▸ STATED GOAL A
In the forum thread on getting a wife in the mood, at what time of day does Chris Taylor tell his wife that he would like to make love that night?

▸ DOCUMENT PASSAGE
_ _ _ _ _ _ _
# How to get her in the mood?



## DesparateDave (Jan 23, 2013)

I have been going through a barren spell in my marriage which has recently improved but I would like some advice on how to keep things going. I would like to know particularly from women on here what might work to put her in the mood more often. Her sex drive comes in monthly cycles. Usually just after her period she will want sex a couple of times in a week but after that she's no longer interested. What might work to excite her when her hormones are not telling her it's the best time to have sex? Thanks


----------



## kingsfan (Jun 4, 2012)

My ex-wife did the same thing; sex right after her period then total shutdown for 3 weeks.

You may want to let her know you've noticed this cycle occurring and ask her what her thoughts are. It could be she's not noticed it.

What do you do already to help get your wife more in the mood?


----------



## Chris Taylor (Jul 22, 2010)

I'm guessing that her hormonal cycle just overrides whatever would "normally" block her from being interested in having sex with you. She's not getting some need met. Figure out what that is and meet it.

If she says all her needs are met, tell her all yours aren't being met. Then it is up to her to see what she can do to meet them.

One thing I do is let my wife know in advance when I want to be intimate. Yes, it kills spontaneity but it helps. I'll tell her in the morning that I'd like to make love that night. That gives her all day to either get the laundry out of the way (if that is an issue), take a nap (so she's not tired) or read erotica during the day to boost desire for that evening.


----------



## keepsmiling (Nov 20, 2012)

I agree with CT, I used to be in a relationship where I only wanted sex because of the monthly. It was a shoddy relationship in that he wasn't meeting my needs, I just couldn't see that at the time - I thought there was something wrong with me! So I would suggest to ask her thoughts about your relationship, don't start with a 'I want more sex' conversation (that won't get to the root of your problem).
_ _ _ _ _ _ _
▸ RECORDS SUPPLIED
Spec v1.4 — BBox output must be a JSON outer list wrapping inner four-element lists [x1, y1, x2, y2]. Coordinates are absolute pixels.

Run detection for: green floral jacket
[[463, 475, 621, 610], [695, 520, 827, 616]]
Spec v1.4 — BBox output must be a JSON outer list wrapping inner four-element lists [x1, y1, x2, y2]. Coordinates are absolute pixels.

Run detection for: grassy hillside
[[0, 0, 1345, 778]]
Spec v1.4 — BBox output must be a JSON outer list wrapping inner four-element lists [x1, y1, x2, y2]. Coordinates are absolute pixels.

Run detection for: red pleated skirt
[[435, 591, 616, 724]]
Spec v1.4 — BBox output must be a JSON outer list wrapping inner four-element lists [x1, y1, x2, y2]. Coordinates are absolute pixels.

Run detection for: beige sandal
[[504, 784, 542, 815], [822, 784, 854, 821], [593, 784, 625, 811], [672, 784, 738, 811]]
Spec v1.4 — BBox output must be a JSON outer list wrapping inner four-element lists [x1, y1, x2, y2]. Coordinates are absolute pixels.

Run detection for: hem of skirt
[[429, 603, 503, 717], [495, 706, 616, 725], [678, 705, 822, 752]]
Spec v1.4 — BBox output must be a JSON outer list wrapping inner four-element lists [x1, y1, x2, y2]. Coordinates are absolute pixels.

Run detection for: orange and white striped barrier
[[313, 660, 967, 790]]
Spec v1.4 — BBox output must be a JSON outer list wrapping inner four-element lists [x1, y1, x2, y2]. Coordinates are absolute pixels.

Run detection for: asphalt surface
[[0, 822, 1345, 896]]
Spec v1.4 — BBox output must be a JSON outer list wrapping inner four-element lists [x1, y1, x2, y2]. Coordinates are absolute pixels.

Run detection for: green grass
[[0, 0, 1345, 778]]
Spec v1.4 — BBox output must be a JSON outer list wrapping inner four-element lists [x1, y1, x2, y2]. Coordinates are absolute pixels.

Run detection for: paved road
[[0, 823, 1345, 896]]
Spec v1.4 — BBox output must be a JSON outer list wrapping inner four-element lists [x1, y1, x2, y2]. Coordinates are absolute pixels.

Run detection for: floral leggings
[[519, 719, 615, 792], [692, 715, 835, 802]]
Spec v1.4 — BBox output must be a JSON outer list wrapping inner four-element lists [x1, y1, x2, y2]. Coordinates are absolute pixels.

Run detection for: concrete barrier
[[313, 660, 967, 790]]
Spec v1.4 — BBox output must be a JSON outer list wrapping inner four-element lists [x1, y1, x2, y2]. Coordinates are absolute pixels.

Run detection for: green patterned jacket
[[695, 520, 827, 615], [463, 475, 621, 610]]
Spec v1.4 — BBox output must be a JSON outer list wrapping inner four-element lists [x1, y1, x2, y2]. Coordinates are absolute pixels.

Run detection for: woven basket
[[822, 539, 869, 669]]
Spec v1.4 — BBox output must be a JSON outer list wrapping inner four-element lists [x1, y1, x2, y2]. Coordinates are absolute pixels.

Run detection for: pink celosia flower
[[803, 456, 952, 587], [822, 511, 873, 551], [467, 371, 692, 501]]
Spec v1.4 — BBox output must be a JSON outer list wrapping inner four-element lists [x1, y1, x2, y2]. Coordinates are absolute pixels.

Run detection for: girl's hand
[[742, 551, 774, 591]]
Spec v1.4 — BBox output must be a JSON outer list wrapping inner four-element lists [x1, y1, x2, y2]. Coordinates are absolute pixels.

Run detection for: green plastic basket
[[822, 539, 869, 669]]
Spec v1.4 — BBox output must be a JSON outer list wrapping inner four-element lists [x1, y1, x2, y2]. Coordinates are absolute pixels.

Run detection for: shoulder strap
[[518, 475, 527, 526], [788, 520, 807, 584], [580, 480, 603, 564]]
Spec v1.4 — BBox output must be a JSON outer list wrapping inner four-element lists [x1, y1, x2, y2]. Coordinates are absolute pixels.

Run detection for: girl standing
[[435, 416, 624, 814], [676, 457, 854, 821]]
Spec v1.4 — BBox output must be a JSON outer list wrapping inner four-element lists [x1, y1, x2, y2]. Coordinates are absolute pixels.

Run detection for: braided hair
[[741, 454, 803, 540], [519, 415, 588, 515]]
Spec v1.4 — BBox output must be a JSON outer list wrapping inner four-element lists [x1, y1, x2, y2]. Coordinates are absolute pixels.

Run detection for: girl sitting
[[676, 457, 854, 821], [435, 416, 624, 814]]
_ _ _ _ _ _ _
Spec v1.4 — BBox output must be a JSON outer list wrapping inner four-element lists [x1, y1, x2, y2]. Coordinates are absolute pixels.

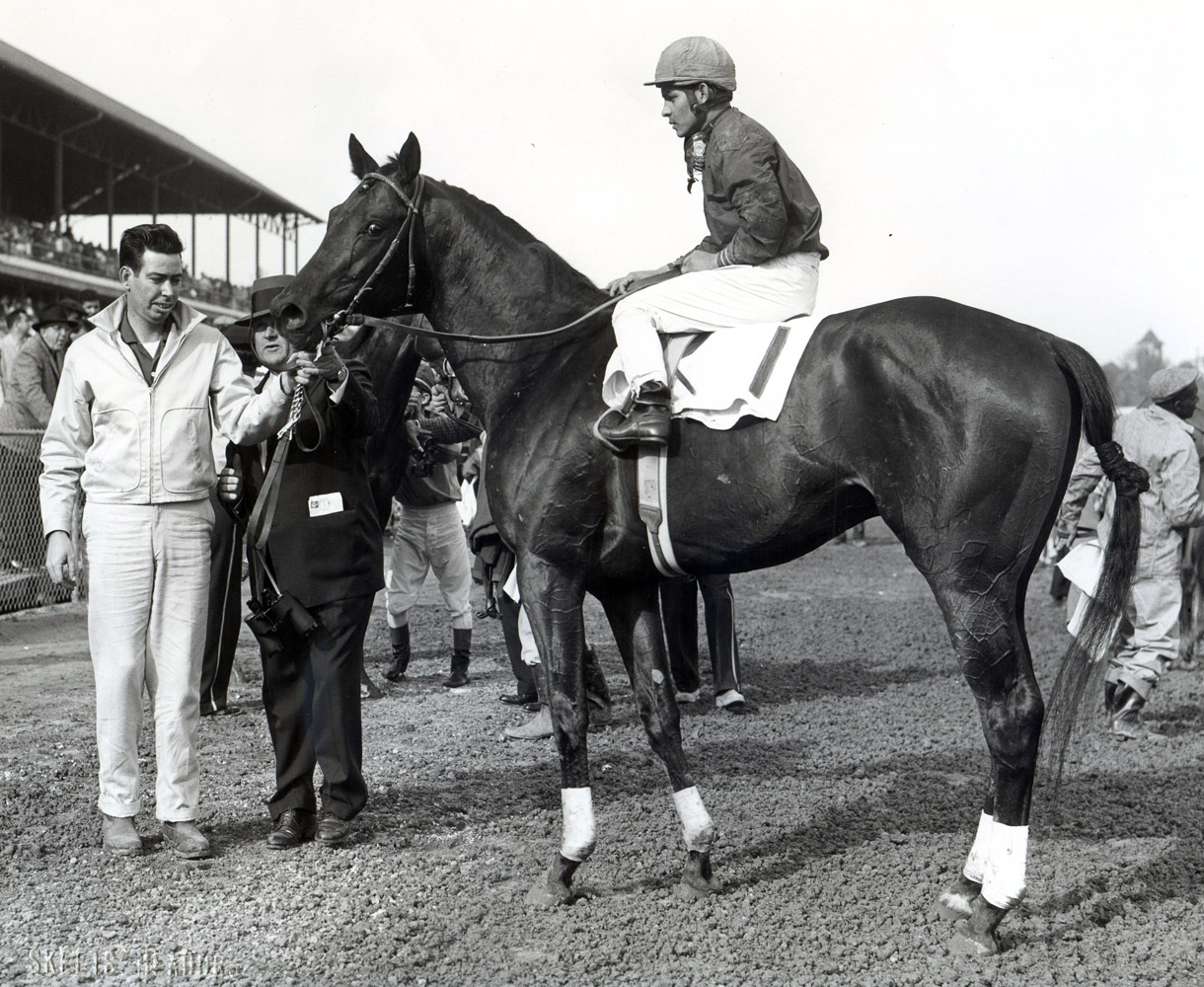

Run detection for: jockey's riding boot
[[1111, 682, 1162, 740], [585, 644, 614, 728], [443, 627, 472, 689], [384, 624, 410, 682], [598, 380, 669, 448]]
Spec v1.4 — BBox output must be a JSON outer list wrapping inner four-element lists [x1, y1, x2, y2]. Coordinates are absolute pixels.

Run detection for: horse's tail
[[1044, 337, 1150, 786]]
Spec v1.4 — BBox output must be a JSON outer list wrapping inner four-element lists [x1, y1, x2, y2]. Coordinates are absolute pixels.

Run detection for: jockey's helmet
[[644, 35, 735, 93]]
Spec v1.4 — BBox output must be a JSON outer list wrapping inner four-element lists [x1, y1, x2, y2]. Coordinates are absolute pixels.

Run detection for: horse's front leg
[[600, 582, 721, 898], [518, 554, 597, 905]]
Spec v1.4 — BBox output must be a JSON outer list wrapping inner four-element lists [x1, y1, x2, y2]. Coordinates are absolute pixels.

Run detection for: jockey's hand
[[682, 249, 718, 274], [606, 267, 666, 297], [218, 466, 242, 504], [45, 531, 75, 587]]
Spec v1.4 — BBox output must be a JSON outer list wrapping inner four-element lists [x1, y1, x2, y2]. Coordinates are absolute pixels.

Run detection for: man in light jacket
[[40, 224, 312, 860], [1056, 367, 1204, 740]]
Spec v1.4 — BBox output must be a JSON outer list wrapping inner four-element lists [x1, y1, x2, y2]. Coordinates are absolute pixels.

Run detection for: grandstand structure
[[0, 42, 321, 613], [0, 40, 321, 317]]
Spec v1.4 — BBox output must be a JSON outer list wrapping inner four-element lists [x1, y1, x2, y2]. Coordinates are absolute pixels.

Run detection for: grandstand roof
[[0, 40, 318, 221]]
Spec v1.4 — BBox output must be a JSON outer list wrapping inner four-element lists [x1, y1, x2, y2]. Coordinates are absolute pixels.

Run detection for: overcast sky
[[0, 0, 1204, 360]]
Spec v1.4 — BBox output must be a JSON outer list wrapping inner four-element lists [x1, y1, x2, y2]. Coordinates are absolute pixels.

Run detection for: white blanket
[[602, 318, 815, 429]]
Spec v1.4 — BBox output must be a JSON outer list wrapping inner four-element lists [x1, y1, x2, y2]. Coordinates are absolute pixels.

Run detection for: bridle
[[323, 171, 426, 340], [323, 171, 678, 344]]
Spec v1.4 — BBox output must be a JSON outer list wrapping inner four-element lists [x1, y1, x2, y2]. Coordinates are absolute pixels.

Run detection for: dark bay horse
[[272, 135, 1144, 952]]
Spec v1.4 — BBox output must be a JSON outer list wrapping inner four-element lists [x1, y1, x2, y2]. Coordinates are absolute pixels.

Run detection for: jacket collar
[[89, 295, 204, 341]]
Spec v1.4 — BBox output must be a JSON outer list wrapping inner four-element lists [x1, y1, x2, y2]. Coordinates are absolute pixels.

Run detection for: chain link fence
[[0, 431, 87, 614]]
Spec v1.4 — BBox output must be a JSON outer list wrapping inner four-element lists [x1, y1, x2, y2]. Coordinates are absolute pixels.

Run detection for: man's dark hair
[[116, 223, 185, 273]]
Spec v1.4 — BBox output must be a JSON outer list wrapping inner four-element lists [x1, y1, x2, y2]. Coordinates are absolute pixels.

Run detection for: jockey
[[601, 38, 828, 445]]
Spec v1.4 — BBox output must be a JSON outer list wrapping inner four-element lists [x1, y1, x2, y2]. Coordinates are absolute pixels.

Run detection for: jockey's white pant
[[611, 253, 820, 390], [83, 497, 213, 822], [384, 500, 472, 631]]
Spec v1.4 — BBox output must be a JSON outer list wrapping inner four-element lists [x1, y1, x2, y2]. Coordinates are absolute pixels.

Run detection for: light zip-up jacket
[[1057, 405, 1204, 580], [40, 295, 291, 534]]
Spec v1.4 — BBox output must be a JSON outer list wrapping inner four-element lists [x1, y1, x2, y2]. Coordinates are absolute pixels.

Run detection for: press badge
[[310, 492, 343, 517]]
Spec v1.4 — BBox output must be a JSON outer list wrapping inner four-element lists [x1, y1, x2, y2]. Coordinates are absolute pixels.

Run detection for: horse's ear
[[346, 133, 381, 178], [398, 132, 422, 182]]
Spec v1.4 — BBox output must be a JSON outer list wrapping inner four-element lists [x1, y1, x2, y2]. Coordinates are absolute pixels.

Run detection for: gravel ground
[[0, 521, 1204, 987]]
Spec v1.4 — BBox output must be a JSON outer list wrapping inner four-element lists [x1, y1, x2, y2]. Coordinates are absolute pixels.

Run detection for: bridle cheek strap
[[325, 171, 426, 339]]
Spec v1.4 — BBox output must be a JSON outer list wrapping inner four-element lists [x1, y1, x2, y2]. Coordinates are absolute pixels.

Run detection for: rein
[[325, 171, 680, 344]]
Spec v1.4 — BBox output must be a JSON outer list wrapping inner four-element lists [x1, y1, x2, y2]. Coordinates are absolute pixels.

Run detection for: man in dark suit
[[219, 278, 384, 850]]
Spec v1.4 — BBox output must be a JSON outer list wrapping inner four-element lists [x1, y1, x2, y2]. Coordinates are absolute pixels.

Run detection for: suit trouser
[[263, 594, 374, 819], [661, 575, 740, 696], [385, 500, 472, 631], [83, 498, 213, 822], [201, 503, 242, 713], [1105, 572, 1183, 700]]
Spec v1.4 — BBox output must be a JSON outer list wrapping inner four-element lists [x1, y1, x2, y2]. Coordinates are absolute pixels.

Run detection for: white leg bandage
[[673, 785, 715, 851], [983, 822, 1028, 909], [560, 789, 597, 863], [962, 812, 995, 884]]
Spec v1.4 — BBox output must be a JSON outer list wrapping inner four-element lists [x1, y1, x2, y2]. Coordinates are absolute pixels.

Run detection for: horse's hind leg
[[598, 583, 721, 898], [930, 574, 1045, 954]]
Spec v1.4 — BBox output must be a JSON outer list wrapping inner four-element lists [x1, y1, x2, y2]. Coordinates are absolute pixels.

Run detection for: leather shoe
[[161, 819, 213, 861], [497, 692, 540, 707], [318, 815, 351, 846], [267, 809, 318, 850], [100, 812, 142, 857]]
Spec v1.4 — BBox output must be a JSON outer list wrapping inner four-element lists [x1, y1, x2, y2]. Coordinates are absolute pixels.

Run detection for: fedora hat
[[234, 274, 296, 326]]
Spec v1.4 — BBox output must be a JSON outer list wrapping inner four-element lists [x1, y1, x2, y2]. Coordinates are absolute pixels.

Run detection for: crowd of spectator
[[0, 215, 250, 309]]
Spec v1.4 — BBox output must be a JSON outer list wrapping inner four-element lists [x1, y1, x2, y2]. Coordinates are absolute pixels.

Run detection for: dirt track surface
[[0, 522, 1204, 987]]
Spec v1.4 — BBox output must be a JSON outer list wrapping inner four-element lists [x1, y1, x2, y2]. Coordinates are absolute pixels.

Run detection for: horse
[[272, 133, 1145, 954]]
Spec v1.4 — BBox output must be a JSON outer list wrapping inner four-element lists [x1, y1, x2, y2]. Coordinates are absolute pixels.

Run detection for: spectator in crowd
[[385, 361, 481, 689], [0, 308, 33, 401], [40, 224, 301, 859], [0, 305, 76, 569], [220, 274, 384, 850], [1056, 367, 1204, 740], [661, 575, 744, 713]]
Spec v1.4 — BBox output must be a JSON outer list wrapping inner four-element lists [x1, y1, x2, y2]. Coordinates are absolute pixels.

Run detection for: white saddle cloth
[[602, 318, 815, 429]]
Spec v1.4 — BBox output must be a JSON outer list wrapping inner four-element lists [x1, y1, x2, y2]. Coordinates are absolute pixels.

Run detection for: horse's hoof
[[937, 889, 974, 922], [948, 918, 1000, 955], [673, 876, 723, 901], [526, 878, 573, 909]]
_ _ _ _ _ _ _
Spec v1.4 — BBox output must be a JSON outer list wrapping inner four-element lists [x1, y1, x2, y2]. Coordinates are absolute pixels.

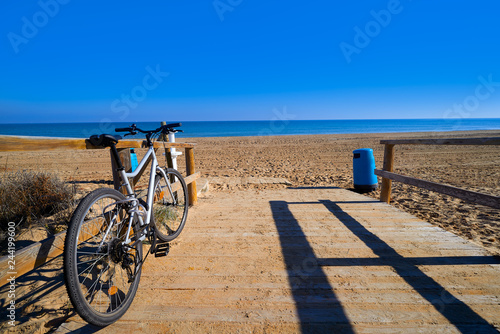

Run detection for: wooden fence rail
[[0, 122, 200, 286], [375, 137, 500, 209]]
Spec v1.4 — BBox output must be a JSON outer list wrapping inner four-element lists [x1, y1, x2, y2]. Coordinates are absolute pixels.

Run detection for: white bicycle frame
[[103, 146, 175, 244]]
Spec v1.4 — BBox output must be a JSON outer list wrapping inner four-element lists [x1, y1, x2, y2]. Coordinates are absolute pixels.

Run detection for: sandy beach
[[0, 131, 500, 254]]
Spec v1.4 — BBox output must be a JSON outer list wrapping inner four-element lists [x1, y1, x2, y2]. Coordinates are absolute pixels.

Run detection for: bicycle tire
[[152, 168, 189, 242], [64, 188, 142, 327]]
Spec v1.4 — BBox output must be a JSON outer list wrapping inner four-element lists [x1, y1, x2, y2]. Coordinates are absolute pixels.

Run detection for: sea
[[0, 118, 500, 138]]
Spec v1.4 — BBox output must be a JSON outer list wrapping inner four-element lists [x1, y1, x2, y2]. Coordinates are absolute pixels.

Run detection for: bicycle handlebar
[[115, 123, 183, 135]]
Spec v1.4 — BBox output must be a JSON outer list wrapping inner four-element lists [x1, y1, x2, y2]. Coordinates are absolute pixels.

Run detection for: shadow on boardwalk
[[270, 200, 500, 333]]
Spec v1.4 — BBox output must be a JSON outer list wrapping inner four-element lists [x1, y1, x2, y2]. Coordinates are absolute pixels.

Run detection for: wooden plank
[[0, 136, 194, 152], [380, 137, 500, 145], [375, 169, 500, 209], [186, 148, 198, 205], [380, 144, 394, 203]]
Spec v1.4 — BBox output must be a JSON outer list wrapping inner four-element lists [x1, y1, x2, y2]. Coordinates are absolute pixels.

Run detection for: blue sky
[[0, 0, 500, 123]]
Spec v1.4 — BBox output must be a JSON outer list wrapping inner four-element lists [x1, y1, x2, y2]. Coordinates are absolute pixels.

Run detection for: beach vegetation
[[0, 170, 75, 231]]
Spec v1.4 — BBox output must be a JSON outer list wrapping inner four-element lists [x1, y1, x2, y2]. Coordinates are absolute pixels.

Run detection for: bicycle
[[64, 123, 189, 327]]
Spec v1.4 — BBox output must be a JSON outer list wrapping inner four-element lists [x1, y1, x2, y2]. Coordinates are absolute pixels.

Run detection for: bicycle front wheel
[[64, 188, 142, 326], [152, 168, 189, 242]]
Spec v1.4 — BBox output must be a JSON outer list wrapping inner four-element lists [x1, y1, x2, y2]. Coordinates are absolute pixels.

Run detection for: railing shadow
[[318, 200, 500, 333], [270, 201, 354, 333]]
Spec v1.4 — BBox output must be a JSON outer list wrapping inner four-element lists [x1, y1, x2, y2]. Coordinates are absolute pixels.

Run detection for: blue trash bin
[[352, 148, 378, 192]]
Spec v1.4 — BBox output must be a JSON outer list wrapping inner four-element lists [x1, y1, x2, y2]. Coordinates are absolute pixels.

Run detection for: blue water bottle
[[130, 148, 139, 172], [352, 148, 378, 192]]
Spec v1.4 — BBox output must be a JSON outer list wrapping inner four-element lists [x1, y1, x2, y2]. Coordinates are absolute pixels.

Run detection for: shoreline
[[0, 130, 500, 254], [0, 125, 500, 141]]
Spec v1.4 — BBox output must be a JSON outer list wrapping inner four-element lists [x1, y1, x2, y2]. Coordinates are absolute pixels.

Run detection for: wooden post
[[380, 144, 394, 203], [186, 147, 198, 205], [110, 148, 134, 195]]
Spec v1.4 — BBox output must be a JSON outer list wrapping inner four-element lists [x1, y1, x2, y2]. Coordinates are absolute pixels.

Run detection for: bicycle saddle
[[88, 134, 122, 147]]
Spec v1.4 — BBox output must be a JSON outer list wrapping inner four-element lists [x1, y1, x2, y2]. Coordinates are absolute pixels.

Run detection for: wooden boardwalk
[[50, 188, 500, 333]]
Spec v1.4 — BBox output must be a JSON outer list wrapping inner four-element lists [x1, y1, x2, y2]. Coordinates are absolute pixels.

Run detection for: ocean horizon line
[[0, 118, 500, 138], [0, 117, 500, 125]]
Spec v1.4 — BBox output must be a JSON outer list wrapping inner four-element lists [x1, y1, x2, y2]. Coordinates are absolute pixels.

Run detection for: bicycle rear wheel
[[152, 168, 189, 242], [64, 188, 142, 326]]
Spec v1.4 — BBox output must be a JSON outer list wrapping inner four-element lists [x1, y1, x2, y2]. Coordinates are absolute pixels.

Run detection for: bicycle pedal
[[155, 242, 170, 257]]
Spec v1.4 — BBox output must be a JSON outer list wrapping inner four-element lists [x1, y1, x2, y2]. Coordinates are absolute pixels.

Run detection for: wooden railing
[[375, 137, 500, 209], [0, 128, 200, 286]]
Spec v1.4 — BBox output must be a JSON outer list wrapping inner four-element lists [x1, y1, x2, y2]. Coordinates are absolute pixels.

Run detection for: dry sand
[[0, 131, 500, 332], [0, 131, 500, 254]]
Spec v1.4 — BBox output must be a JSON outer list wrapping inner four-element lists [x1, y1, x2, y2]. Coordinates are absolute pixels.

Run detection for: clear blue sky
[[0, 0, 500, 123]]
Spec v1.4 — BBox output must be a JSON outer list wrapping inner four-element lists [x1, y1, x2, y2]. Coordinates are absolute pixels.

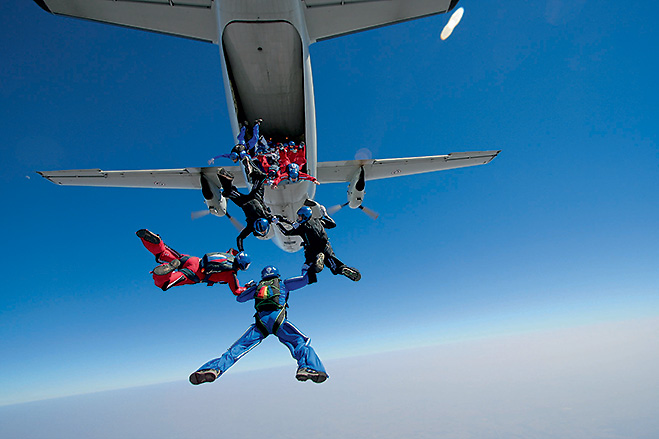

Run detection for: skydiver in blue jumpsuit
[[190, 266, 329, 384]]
_ _ _ _ _ _ _
▸ STATED GOAL B
Gather every line of the records that contains the string "wheel", matching case exactly, and list those lines.

▸ TASK SOLUTION A
In the morning.

▸ TASK SOLUTION B
Run detection for: bicycle front wheel
Run detection for: bicycle rear wheel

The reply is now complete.